**Goal of the exercise**
Write out every one of the records below line for line, with no change to any word, number, or mark.

═════ Data for the task

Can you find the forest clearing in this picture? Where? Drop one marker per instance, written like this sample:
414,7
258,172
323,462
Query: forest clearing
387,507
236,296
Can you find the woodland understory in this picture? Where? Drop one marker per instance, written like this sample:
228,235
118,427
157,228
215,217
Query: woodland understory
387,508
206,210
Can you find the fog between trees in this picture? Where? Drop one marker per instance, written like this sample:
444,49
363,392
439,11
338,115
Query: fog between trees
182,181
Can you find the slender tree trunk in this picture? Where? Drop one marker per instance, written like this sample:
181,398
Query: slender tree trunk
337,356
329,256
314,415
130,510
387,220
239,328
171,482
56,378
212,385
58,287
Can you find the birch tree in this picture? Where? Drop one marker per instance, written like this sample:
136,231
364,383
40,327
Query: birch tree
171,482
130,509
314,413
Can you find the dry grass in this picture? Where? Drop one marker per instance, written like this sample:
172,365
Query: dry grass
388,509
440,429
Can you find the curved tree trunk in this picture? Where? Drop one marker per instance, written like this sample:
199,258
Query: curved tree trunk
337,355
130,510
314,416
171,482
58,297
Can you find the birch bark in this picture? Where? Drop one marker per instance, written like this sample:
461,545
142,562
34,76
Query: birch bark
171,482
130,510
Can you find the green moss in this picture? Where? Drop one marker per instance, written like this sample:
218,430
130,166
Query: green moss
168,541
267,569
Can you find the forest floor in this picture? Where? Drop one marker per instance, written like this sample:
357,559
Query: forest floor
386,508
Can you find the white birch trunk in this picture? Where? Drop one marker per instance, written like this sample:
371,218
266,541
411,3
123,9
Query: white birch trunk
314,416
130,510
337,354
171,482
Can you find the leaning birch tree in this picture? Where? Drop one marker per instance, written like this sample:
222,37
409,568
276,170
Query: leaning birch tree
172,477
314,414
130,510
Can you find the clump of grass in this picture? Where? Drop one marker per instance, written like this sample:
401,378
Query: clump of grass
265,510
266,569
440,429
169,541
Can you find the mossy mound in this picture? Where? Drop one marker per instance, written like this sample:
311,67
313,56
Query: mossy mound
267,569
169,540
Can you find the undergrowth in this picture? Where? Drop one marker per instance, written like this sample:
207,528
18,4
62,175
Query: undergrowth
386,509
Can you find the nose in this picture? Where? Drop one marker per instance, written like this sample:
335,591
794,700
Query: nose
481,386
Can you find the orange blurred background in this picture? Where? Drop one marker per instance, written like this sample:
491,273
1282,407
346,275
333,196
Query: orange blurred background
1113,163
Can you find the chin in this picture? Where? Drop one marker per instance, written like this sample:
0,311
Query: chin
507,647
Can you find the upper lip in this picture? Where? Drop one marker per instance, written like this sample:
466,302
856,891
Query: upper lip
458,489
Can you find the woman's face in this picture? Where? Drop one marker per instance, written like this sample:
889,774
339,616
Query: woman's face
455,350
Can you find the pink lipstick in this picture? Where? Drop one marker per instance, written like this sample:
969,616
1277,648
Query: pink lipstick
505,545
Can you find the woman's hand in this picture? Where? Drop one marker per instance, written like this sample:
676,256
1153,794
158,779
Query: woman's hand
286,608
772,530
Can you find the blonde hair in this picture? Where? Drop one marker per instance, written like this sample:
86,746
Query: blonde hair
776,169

══════════

**Result for this exercise**
Can you find the forest clearing in this picture? Where? Drop one marker per instance, written like this sample:
414,7
258,172
323,462
Query: forest clearing
387,507
236,296
Can you find the woodland understory in this picture? Where? Drop one marker per instance, written like this sample:
228,235
118,427
157,228
215,217
Query: woodland understory
387,508
206,210
Can you find the fog between trees in this picture? Where? Drop one marker per instance, written like this sample:
444,49
363,392
439,11
338,115
Query: fog between trees
182,181
Can you find the slender tree trunk in this picture? Where? Drop one marker per instance, written like this sample:
181,398
Query: slender tree trunk
337,356
329,256
314,415
130,510
387,220
239,328
171,482
56,378
212,385
58,287
Can you find the birch tree in this picture? Where? Drop one marker per instance, written like this sample:
136,231
364,383
40,327
Query: birch tree
171,482
130,509
314,413
Can you find the dry grass in this picture? Where? Drop one marker per instance, written like this sample:
172,365
Query: dry grass
388,509
440,429
Can you find the curved tree trunk in this picture? Where? Drop one marker per instance, written like this sample:
199,258
Query: curved tree trunk
337,355
130,510
314,416
171,482
58,297
Can you find the birch bark in this picture? Where? Drop one marker per instance, written like this sample:
461,545
142,562
34,76
Query: birch bark
171,482
130,510
Can you find the green moss in this picture? Where? Drop one marker per instance, written like this sample:
218,430
130,166
Query: green moss
168,541
267,569
Can you find the forest floor in this picture? Where? Drop one marker per instance, written like this sample:
357,559
Query: forest floor
386,508
Can you find the white birch trunk in this picture? Where? Drop one marker per instance, written like this sample:
371,218
266,541
411,3
123,9
Query: white birch trunk
314,416
130,510
337,354
171,482
Can you find the leaning birch tree in this picture? Where? Drop one marker per instance, written like this sample:
222,37
409,568
276,170
Query: leaning birch tree
172,477
314,414
130,510
Can you find the clump of grass in this picture? Where? Drop one marker per instance, written like this sample:
401,378
Query: clump of grass
265,510
266,569
440,429
169,541
Can you find the mossy mound in this picture? Where? Drop one marker per instance, written like this sample:
311,67
313,56
Query: mossy mound
267,569
169,540
Can you find the undergrowth in this picture? Where? Drop one marker per instance, written like this sample:
207,528
18,4
62,175
Query: undergrowth
386,509
Can you find the nose in this picture? Where? Drop one marker per instance, written like this sample:
335,591
794,700
Query: nose
481,386
Can you find the orange blurred background in this picture? Where? Drop one marker per instance, written like this sample:
491,273
1282,407
346,275
333,196
Query: orange blurred background
1113,163
Can you find the chin in this picture? Where? Drop one marker per instance, written like this sample:
0,311
Query: chin
507,647
Can you find the upper lip in this picture? Where? Drop one marker per instance, written like this sample:
466,302
856,891
Query: upper lip
458,489
Can you find the woman's face in this picture? Where? Drop one marker per instance, written like this sample:
889,774
339,616
Query: woman's face
455,350
Can you find the pink lipstick in this picture? Where? Drop one marker per instance, written like this sample:
969,616
1277,648
Query: pink lipstick
505,545
Can you find the woman's hand in this picture? Where? Drop one marker per instance, written like this sample:
676,256
1153,794
158,779
Query: woman's hand
286,608
772,530
Can you find the blonde hair in this picture? Where? Drop one marker per instance, written like this sample:
86,746
Query: blonde hair
776,169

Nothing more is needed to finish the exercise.